Data items
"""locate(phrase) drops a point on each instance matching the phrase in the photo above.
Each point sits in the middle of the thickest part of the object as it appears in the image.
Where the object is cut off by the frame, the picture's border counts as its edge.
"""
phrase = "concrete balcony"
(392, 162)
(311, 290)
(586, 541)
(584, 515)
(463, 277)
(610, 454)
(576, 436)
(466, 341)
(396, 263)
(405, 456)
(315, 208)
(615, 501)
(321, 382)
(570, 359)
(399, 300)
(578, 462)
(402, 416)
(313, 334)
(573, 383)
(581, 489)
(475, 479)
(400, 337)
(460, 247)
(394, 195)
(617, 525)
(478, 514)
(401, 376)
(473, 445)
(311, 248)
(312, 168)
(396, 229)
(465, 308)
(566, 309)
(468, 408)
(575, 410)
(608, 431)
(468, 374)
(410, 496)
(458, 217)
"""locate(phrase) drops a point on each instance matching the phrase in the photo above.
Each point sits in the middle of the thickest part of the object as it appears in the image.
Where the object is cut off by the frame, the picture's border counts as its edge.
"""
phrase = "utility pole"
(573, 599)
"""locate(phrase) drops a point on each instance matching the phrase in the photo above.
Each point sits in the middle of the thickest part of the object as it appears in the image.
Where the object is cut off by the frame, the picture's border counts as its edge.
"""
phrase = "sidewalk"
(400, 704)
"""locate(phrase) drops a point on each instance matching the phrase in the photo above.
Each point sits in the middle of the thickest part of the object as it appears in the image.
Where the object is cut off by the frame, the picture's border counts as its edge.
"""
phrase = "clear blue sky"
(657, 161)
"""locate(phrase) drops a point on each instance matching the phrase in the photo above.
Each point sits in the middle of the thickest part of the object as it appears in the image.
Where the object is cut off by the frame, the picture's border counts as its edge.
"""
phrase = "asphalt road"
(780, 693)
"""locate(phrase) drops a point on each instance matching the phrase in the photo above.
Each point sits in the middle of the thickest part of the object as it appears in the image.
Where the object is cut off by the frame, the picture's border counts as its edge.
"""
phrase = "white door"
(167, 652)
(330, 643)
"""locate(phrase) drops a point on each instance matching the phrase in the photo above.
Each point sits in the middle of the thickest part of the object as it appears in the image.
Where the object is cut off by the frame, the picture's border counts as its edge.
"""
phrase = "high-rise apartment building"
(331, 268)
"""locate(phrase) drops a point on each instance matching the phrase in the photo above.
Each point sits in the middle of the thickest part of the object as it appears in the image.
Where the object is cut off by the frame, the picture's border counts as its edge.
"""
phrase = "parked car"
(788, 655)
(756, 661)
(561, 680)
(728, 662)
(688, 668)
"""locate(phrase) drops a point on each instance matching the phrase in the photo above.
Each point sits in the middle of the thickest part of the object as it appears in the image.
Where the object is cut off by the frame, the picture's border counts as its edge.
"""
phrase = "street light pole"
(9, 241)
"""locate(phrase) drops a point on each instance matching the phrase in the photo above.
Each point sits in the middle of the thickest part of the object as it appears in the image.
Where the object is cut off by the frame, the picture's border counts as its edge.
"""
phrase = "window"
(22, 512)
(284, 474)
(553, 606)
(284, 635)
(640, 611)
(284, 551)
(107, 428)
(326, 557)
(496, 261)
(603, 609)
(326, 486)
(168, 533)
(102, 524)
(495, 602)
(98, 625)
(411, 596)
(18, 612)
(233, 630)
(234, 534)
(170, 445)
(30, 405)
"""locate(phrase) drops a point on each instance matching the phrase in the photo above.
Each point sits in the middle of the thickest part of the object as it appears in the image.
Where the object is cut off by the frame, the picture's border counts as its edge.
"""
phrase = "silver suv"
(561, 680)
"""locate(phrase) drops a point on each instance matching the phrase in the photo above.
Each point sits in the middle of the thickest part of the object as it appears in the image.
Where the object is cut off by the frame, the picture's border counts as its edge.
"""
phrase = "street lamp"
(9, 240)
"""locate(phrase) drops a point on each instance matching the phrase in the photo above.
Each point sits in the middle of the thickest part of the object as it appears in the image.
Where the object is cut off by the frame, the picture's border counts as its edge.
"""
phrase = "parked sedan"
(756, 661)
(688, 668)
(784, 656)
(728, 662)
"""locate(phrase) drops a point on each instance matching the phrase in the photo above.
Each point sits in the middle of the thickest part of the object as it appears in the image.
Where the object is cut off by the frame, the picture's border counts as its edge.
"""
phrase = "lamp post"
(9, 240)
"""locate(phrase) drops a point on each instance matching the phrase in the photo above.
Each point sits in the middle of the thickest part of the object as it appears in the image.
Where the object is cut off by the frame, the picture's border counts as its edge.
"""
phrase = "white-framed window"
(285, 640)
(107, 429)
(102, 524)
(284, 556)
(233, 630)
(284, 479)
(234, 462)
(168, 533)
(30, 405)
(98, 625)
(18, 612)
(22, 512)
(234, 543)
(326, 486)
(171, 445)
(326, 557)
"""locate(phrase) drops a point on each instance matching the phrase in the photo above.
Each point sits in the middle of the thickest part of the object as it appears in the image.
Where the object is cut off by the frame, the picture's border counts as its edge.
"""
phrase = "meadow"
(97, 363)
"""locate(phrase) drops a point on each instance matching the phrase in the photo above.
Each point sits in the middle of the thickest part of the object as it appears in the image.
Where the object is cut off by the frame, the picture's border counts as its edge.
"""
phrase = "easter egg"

> [Work required] Reproduce all of the entries word for word. Omit nothing.

> [Exercise solution]
"""locate(phrase) drops a point on each instance matching the phrase in the photo above.
Each point sits in the middle of the thickest part of the object as it appears in the image.
Where the object is cut off by the frame, the picture's border counts as its edge.
"""
phrase = "concrete balcony"
(392, 162)
(311, 290)
(586, 541)
(584, 515)
(463, 277)
(610, 454)
(576, 436)
(466, 341)
(396, 263)
(405, 456)
(315, 208)
(615, 501)
(321, 382)
(570, 359)
(399, 300)
(578, 462)
(402, 416)
(313, 334)
(573, 383)
(581, 489)
(475, 479)
(400, 337)
(460, 247)
(394, 195)
(617, 525)
(478, 514)
(401, 376)
(473, 445)
(311, 248)
(312, 168)
(396, 229)
(465, 308)
(566, 309)
(468, 408)
(575, 410)
(608, 431)
(468, 374)
(410, 496)
(458, 217)
"""locate(phrase) drops a point on each instance matching the phrase in the photo above.
Each point sits in the middle of the thickest part of the object as it appears in the image.
Where the object is cut off by the frame, the picture's border counts as its edge.
"""
phrase = "utility pole"
(573, 599)
"""locate(phrase) drops a point on each instance matching the phrase in the photo above.
Each point sits in the middle of the thickest part of the object as it appears in the image.
Where the object is cut off by the frame, the picture's border counts as its edge.
"""
phrase = "sidewalk"
(400, 704)
"""locate(phrase) drops a point on each instance matching the phrase in the photo above.
Each point sits in the middle of the thickest part of the object as it appears in the image.
Where the object is cut off by the frame, the picture's border counts as its edge.
"""
phrase = "clear blue sky"
(657, 161)
"""locate(phrase) drops a point on each instance matching the phrase in the photo above.
Each point sits in the middle of the thickest part of the object as it appears in the image.
Where the object is cut off by the frame, the picture's border counts as its edge.
"""
phrase = "asphalt road"
(780, 693)
"""locate(phrase) drops a point on each instance matching the phrase in the photo above.
Each point sits in the middle of the thickest part of the object as it appears in the image.
Where the object is cut off by the frame, the picture's border counts as its edge.
"""
phrase = "white door"
(167, 652)
(330, 643)
"""locate(phrase) drops a point on each instance matching the phrase in the photo above.
Each point sits in the middle of the thickest part of the object as it appears in the image.
Where the object is cut off by the frame, the picture's border counts as its edge.
"""
phrase = "high-rise apartment building"
(331, 268)
"""locate(phrase) drops a point on each instance matching the phrase in the photo above.
Each point sits in the middle of the thickest part of the object as it appears in the image.
Where the object is cut off by the frame, the picture's border counts as its edge.
"""
phrase = "parked car"
(788, 655)
(756, 661)
(561, 680)
(728, 662)
(688, 668)
"""locate(phrase) drops a point on each instance matching the phrase in the photo above.
Each point sits in the middle of the thickest part of the object as it appears in the image.
Where the object is cut off by the frame, the picture's border counts as its edge.
"""
phrase = "street light pole"
(9, 241)
"""locate(phrase) drops a point on each instance matching the phrase in the photo above.
Each point sits in the middle of the thickest part of the object as it appears in the image.
Where the object is cut off by the frame, the picture's border counts as its edge.
"""
phrase = "window"
(22, 512)
(284, 474)
(553, 606)
(284, 635)
(640, 611)
(284, 551)
(107, 428)
(326, 557)
(496, 261)
(603, 609)
(326, 486)
(168, 533)
(102, 524)
(495, 602)
(98, 625)
(411, 596)
(18, 612)
(233, 630)
(234, 534)
(170, 445)
(30, 405)
"""locate(phrase) drops a point on each instance matching the phrase in the photo above.
Each point sits in the middle of the thickest part of the object as it appears in the image.
Where the object is cut off by the frame, the picture's border counts as its edge.
"""
phrase = "silver suv"
(561, 680)
"""locate(phrase) drops a point on each instance matching the phrase in the photo above.
Each point sits in the middle of the thickest part of the object as it appears in the image.
Where the object is cut off by the frame, the picture's border counts as its edge.
"""
phrase = "street lamp"
(9, 240)
"""locate(phrase) drops a point on each instance matching the phrase in the photo above.
Each point sits in the middle of the thickest part of the object as it appears in the image.
Where the object is cut off by the frame, the picture's border counts as its edge.
"""
phrase = "parked sedan"
(756, 661)
(688, 668)
(784, 656)
(728, 662)
"""locate(phrase) drops a point on each instance matching the phrase in the photo above.
Each point sits in the middle of the thickest part of the object as it appears in the image.
Where the object is cut off by the frame, the picture's border counts as its edge.
"""
phrase = "lamp post"
(9, 240)
"""locate(phrase) drops a point on each instance matching the phrase in the photo above.
Each point sits in the middle of the thickest part of the object as it appears in the image.
Where the object is cut off by the frame, the picture's border counts as its edge.
"""
phrase = "white-framed window"
(285, 640)
(107, 429)
(102, 524)
(284, 556)
(233, 630)
(284, 479)
(234, 462)
(168, 533)
(30, 405)
(98, 625)
(18, 612)
(22, 512)
(234, 543)
(326, 486)
(171, 445)
(326, 557)
"""locate(phrase) drops a point on each instance matching the phrase in the photo above.
Each point sits in the middle of the thickest part of the object as it appears in the image.
Where the object is cut off by the frame, the picture's border counts as its edge.
"""
phrase = "meadow"
(97, 363)
"""locate(phrase) drops a point on each instance matching the phrase in the photo above.
Each point sits in the middle of the thickest part of the object as it appears in the image.
Where the object is cut off by the frame, the picture's border counts as its edge.
"""
phrase = "easter egg"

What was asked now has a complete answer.